I normally do my silver castings in lost wax with Americast. It's very similar to plaster, but will withstand high temperatures better. much less cracking and shrinkage. very good detail. I recall that there are a couple different types of it, but I forget which I got. I think I got it from this website, but I can't find the other options... http://www.contenti.com/products/casting/164-514.html


----------



## grainsofgold (Sep 10, 2014)

For the black pieces I would cast them in palladium and leave them in the oven when you take them out they will have a nice dark patina on them -

Silver is a PITA to cast unless you do it often - sub it out-

GOG


----------



## Irons (Sep 10, 2014)

kadriver said:


> Does the ceramic deteriorate that quickly? Thanks for the heads-up.



Investment Casting. Also: Lost Wax process. Folks have been doing this for Thousands of Years.

https://en.wikipedia.org/wiki/Lost-wax_casting

http://www.ehow.com/way_6463143_homemade-investment-compound-casting-bronze.html

Using a Vacuum Pump to get the bubbles out of the Casting Plaster is a big time-saver. I use a Dessicator which has a Vacuum Tabulation and metal cage to prevent flying glass in case of failure. There are plastic ones on the market that also combine the ability to dry the mold and extract the bubbles. If I were doing it from scratch, I would go with plastic, but I got a good deal on a Pyrex one with safety cage about 35 Years ago and it hasn't broken yet.


----------

***

Problems to work on:
#1 List every web address that appears in the casting thread.
#2 Scale the records from the line with "If you could tag the person in green" through the end of the records, both ends included, and reproduce only those lines, requests included. Multiply every coordinate value in the answers by 2.35 and round each to a whole number, with halves rounded up.

Records for the exercise:
***

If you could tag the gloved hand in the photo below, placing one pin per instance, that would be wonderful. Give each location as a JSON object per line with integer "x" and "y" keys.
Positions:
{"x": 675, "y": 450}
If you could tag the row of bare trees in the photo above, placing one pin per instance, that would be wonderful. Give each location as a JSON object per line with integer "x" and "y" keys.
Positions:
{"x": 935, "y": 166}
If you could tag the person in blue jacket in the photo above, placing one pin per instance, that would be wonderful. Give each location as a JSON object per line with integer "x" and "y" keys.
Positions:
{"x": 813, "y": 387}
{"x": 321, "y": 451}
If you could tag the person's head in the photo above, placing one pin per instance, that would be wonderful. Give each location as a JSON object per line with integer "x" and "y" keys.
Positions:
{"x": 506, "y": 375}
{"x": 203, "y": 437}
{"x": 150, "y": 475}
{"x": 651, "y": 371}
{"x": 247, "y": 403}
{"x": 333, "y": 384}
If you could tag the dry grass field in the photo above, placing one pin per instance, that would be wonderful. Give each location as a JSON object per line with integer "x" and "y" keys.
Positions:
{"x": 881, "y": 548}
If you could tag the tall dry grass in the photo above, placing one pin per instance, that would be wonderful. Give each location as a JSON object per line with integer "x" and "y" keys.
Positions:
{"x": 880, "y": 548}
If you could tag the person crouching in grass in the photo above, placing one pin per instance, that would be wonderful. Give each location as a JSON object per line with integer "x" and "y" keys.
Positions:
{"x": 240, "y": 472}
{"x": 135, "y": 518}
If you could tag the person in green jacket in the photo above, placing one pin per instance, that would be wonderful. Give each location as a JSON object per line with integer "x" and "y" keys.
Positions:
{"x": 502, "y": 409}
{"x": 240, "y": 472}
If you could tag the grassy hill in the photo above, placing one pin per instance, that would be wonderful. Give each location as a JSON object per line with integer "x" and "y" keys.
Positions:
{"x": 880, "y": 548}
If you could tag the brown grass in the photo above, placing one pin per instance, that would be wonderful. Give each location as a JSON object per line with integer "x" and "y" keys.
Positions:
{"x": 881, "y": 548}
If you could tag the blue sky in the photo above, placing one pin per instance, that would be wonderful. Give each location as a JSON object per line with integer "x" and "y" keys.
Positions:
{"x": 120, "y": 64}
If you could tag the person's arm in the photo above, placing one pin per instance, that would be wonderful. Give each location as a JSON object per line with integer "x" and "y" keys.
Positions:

***

Answers for the exercise:
#1
http://www.contenti.com/products/casting/164-514.html
https://en.wikipedia.org/wiki/Lost-wax_casting
http://www.ehow.com/way_6463143_homemade-investment-compound-casting-bronze.html

#2
If you could tag the person in green jacket in the photo above, placing one pin per instance, that would be wonderful. Give each location as a JSON object per line with integer "x" and "y" keys.
Positions:
{"x": 1180, "y": 961}
{"x": 564, "y": 1109}
If you could tag the grassy hill in the photo above, placing one pin per instance, that would be wonderful. Give each location as a JSON object per line with integer "x" and "y" keys.
Positions:
{"x": 2068, "y": 1288}
If you could tag the brown grass in the photo above, placing one pin per instance, that would be wonderful. Give each location as a JSON object per line with integer "x" and "y" keys.
Positions:
{"x": 2070, "y": 1288}
If you could tag the blue sky in the photo above, placing one pin per instance, that would be wonderful. Give each location as a JSON object per line with integer "x" and "y" keys.
Positions:
{"x": 282, "y": 150}
If you could tag the person's arm in the photo above, placing one pin per instance, that would be wonderful. Give each location as a JSON object per line with integer "x" and "y" keys.
Positions:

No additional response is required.